- Passage:
-=-=-

Curation Rules

The process of formulating curation rules about how a given food source or product or related information artifact should be described is ongoing. Generally as an OBO Foundry member, we subscribe to its curation principles. Here are the more specific rules we have so far:

Singular term labels and aristotelean definitions

  • Terms are generally labeled in the singular to fit the aristotelean definition form “An X is a (member of class) Y that has feature/property/differentia Z“. This facilitates an axiomatic interpretation of the english definition. Plurals might show up in FoodOn as synonyms mainly inherited from LanguaL, but will be phased out unless they are exceptions to the plural = root + “s” pattern. Recognition of plural terms in text mining is expected in the future to be handled mainly by external resources like LexMapr and Wictionary.
    • ISO 25964 standard for thesauri notes the practice in some languages of using plurals to indicate count nouns, so that process terms can be described alongside but have different labels – the difference between “paintings” and “painting”. Ontologies don’t need this labeling approach though if terms are positioned under material entities and processes – a term’s upper-level class distinguishes the sense of the word. (Potentially a “[term label] sensu [variation semantic]” could be used to individuate the labels).

-=-=-

- Raw data:
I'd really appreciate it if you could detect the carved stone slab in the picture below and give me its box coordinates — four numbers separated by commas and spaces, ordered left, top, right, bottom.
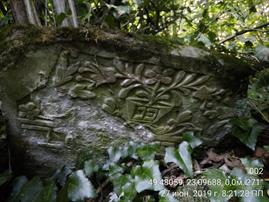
0, 26, 252, 173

-=-=-

- Tasks and exercises:
1. Write out a stretch of the Curation Rules text: begin at the words that have "Singular term labels" and stop after "LexMapr and Wictionary.".
2. In the Curation Rules text, which standard for thesauri notes the practice in some languages of using plurals to indicate count nouns?
The lines have no part in this.

- Solutions per task:
1.
Singular term labels and aristotelean definitions

  • Terms are generally labeled in the singular to fit the aristotelean definition form “An X is a (member of class) Y that has feature/property/differentia Z“. This facilitates an axiomatic interpretation of the english definition. Plurals might show up in FoodOn as synonyms mainly inherited from LanguaL, but will be phased out unless they are exceptions to the plural = root + “s” pattern. Recognition of plural terms in text mining is expected in the future to be handled mainly by external resources like LexMapr and Wictionary.

2. ISO 25964